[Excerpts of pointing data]
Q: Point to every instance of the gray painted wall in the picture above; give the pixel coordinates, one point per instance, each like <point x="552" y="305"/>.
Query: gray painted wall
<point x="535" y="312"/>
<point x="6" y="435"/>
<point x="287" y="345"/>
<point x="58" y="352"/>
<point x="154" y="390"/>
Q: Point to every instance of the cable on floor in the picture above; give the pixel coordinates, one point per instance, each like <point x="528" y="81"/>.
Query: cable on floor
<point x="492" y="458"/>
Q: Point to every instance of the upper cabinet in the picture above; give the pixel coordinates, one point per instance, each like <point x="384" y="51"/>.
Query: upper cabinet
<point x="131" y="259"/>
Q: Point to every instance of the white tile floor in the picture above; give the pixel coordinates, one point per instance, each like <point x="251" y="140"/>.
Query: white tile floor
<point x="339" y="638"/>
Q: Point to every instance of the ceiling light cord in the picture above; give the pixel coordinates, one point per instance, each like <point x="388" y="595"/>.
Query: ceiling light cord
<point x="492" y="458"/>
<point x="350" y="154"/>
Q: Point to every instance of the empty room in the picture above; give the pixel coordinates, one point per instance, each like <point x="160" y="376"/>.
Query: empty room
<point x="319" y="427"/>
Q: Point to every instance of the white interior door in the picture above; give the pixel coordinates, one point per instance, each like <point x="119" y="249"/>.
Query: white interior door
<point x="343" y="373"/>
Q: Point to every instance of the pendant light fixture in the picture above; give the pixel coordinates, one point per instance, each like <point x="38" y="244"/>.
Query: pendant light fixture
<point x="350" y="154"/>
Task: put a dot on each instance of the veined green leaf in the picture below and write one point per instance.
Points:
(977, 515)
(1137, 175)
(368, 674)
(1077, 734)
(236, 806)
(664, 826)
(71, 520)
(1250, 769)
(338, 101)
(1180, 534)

Exercise prompt: Rewrite the data from the line holding "Task: put a" through the end of the data, inclusive, raising every coordinate in the answer points by 141 and keeping every other line unchanged.

Solved problem:
Task: put a dot on each instance of the veined green leaf in the picture below and write one point per instance.
Points:
(1118, 656)
(1278, 316)
(509, 815)
(1218, 875)
(377, 947)
(805, 967)
(212, 661)
(1391, 910)
(479, 242)
(1321, 675)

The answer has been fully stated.